SOURCE DOCUMENT:
Is a Only One Share Tax the Solution for Local Self-Governments ?

Authors

PAPCUNOVÁ Viera HUDÁKOVÁ Jarmila ŠTRBKOVÁ Ingrid TEJ Juraj

Year of publication 2022
Type Article in Proceedings
Conference Procesne orientovaný manažment finančnej správy so zameraním na odhaľovanie daňových únikov
MU Faculty or unit

Faculty of Economics and Administration

Citation
Keywords Fiscal autonomy; Local self-government; Share tax; Financing of local self-government
Attached files
Description Although fiscal decentralization has taken place in Slovakia, there is still no complete autonomy of local self-government financing. There is only one share tax allocated to municipal budgets - personal income tax. The expected progress of this tax gradually increased the revenues base of municipalities. However, in bad economic times, the revenues from this tax decreases, which has a negative effect on the revenues from the tax redistributed to the level of local self-governments. That is why there are also opinions as to whether a mix of taxes would be more appropriate than a one shared tax. In this context, the aim of paper is the evaluation of the development of share tax revenues in the time period 2009-2021. The mentioned period also includes crisis periods (economic crisis, Covid-19 pandemic). We obtained the data from the Ministry of Finance of the Slovak Republic. The analysis showed that the volume of personal income tax has a significant impact on the tax revenues of local self-governments in times of crisis. This was fully manifested during the economic crisis, when in 2009 the resolution of the Government of the Slovak Republic No. 868 of December 2, 2009, an extraordinary subsidy from the state budget of the Slovak Republic in the amount of 100 mill. € provided to municipalities, to cover the shortfall in personal income tax to improve their situation in 2010. In the time period from 2009 to 2011, the share of yield from personal income tax on the tax revenues of municipalities ranged from 70.02 % to 79.43 %.

Dataset entries:
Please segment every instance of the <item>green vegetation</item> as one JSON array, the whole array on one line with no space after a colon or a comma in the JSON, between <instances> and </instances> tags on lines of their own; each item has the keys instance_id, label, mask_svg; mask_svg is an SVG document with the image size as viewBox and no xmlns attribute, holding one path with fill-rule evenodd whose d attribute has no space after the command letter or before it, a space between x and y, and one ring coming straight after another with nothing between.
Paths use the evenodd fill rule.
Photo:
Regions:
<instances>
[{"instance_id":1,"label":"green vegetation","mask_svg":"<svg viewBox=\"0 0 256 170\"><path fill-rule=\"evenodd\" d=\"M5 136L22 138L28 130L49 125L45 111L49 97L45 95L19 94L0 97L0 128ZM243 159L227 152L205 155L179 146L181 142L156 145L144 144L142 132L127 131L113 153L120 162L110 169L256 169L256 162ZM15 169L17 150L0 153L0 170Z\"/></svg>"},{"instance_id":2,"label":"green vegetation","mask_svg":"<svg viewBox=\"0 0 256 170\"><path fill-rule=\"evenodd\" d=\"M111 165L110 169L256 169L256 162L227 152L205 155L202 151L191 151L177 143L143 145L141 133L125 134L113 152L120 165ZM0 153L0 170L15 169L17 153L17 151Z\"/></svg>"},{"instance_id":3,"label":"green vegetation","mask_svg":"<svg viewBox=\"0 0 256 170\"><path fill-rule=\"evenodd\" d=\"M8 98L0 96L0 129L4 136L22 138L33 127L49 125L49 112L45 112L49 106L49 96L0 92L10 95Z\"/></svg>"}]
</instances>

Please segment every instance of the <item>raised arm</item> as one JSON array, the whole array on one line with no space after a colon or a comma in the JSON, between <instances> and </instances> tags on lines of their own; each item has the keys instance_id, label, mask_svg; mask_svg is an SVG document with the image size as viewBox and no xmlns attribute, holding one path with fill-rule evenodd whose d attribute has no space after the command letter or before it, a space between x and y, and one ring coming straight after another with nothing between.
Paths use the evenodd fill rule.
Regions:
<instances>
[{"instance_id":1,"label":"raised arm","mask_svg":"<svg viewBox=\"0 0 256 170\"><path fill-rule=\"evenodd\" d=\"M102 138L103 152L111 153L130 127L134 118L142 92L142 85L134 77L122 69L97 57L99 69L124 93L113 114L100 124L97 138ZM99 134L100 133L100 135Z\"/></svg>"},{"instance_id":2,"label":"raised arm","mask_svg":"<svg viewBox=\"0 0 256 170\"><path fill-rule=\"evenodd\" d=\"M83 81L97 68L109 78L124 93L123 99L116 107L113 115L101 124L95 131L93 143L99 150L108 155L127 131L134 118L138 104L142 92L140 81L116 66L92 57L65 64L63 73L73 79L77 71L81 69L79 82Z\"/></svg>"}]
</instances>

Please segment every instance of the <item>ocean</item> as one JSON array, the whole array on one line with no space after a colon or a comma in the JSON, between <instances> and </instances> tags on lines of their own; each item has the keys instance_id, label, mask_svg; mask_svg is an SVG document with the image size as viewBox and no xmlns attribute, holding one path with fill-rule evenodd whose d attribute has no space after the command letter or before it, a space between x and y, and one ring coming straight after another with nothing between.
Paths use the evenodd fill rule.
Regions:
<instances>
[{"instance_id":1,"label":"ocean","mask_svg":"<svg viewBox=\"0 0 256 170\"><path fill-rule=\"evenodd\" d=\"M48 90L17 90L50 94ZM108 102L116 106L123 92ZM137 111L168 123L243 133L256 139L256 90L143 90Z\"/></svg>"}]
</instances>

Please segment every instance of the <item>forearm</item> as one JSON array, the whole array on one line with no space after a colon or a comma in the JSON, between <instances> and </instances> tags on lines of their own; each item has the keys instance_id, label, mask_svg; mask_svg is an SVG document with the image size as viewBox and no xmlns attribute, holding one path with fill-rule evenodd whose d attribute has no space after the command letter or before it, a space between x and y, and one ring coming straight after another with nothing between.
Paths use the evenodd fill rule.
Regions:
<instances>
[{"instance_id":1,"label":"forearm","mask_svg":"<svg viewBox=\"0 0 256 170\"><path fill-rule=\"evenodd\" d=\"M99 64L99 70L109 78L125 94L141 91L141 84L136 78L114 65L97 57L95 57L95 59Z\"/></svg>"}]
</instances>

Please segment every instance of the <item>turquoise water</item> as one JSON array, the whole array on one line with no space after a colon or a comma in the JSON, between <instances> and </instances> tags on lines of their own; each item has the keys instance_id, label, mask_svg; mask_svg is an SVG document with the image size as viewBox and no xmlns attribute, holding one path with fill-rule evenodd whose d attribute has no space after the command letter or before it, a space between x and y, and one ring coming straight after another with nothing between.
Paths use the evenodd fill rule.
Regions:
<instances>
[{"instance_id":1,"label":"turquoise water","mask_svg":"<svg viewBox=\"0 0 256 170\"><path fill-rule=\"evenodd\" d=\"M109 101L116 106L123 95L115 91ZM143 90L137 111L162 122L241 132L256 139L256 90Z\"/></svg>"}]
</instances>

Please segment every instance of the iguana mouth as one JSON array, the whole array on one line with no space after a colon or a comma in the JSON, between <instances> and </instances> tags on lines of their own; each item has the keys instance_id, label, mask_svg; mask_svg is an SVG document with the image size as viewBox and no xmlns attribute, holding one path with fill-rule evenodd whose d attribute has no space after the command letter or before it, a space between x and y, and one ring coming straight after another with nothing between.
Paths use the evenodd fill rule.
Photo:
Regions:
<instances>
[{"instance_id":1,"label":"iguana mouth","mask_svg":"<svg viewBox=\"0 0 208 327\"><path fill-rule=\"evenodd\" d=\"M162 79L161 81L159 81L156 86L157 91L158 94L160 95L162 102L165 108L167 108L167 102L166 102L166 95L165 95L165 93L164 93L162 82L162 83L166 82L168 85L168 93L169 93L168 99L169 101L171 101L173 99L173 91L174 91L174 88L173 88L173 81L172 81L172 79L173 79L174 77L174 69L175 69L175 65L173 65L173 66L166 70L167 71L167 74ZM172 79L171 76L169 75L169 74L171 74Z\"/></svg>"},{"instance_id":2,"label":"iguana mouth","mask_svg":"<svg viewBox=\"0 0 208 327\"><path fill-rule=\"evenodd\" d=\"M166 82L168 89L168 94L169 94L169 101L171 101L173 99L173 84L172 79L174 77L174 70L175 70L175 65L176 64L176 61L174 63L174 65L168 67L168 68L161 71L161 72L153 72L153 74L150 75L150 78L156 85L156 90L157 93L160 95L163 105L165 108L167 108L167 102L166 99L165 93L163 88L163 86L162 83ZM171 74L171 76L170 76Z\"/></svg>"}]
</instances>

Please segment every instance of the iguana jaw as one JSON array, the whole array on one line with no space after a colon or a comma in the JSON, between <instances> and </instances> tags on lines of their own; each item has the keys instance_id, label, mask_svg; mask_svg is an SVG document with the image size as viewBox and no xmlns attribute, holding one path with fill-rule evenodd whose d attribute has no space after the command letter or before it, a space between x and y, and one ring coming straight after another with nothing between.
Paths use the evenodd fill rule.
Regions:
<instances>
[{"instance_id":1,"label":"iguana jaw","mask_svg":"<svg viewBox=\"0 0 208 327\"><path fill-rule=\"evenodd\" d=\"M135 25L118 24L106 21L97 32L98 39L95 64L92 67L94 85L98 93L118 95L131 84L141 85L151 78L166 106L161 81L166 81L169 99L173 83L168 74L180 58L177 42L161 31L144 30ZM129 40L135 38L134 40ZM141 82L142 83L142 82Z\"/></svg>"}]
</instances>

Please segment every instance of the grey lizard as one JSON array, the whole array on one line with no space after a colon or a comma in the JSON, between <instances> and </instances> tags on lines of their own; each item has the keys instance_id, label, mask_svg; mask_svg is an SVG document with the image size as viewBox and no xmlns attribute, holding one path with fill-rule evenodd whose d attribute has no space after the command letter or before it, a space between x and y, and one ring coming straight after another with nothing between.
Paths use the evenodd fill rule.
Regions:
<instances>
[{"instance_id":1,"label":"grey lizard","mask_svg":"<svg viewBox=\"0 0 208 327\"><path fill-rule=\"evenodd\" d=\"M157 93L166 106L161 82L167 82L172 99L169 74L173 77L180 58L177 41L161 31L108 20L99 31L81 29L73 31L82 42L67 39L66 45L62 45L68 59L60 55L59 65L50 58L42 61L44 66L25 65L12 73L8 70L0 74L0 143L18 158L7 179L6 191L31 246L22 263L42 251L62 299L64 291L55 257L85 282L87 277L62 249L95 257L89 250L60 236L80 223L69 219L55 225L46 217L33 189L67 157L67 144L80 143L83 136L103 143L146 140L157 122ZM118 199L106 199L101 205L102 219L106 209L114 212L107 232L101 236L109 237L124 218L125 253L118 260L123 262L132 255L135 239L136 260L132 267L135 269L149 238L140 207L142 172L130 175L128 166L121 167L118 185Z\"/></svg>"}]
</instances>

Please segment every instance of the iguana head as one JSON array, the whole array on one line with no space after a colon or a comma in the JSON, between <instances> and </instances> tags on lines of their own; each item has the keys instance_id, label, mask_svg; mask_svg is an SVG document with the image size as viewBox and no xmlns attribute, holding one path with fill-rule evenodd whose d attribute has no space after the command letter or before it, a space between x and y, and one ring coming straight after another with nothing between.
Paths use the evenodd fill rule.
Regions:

EXERCISE AIM:
Answer these questions using the share tax article page:
1. In what year was the article published?
2. From which body were the data for the analysis obtained?
3. What was the amount of the extraordinary subsidy provided to municipalities?
The data are separate material with no connection to the text.

ANSWER TO THE EXERCISE:
1. 2022
2. The Ministry of Finance of the Slovak Republic
3. 100 mill. €